**TASKS AND EXERCISES:**
**a.** Translate this sentence from the passage on PKF118–310 and sphere formation into Spanish: "However, a single exposure of primary tumor cells to PKF118–310 in a primary sphere-forming assay was sufficient to block subsequent secondary sphere formation in the absence of the compound."
**b.** Write the next few sentences of the passage on PKF118–310 and sphere formation, picking up after its final sentence.

**SOURCE DOCUMENT:**

We did not observe any significant selectivity of PKF118–310 for either the survival and/or self-renewal of tumorsphere-initiating cells compared to mammosphere-initiating cells in primary sphere-forming assays (). However, a single exposure of primary tumor cells to PKF118–310 in a primary sphere-forming assay was sufficient to block subsequent secondary sphere formation in the absence of the compound. By contrast, mammary epithelial cells exposed to PKF118–310 were not impaired in their capacity to form secondary spheres, suggesting that the effect of PKF118–310 on secondary sphere formation is specific to BTICs. Taken at face value these observations suggest that PKF118–310 inhibited tumorsphere formation by an irreversible mechanism, whereas the compound acted reversibly to affect mammosphere formation. Inhibition of Wnt/Beta-catenin signaling by PKF118–310 may be cytotoxic for tumorsphere-initiating cells, perhaps because they are addicted this pathway, whereas pathway inhibition may be cytostatic for mammosphere-initiating cells.

**GIVEN ENTRIES:**
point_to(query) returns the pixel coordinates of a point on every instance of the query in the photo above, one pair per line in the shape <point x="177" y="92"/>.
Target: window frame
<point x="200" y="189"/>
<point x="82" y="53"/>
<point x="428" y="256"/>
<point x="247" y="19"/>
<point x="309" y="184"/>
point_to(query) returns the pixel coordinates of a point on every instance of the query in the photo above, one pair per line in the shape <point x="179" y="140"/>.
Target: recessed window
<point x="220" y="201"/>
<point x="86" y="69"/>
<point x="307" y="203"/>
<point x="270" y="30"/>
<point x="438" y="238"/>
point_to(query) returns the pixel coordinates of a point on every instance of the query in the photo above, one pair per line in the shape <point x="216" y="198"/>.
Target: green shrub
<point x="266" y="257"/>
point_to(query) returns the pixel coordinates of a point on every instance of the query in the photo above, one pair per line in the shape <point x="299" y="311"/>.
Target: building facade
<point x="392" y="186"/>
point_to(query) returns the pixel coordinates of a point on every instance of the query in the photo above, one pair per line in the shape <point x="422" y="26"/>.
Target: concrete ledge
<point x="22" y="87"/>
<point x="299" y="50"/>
* * *
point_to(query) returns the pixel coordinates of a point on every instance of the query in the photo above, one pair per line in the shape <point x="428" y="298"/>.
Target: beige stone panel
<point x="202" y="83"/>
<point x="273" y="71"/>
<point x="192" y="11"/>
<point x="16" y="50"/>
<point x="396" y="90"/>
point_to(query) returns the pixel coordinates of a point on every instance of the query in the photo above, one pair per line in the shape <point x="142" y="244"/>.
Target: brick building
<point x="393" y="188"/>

**RESPONSES IN ORDER:**
**a.** Sin embargo, una sola exposición de las células tumorales primarias a PKF118–310 en un ensayo primario de formación de esferas fue suficiente para bloquear la formación posterior de esferas secundarias en ausencia del compuesto.

**b.**
Whereas sphere formation is a convenient and relatively rapid surrogate in vitro
assay for stem/progenitor and TIC activity, the nature of sphere-forming cells is controversial and consequently we employed additional means to identity the tumor cells that might be targeted by PKF118–310 
. To this end we transplanted primary tumor cell populations that had been incubated with PKF118–310 under the same conditions as had been used in primary sphere-forming assays and thereafter measured the capacity of the remaining viable tumor cells to seed tumor growth after transplantation into syngeneic FVB/N female mice. These transplantation assays directly assess BTIC frequency and demonstrated that PKF118–310 targeted these cells as manifested by a concentration-dependent reduction in tumor incidence in recipient mice resulting from transplant of the compound-treated tumor cells.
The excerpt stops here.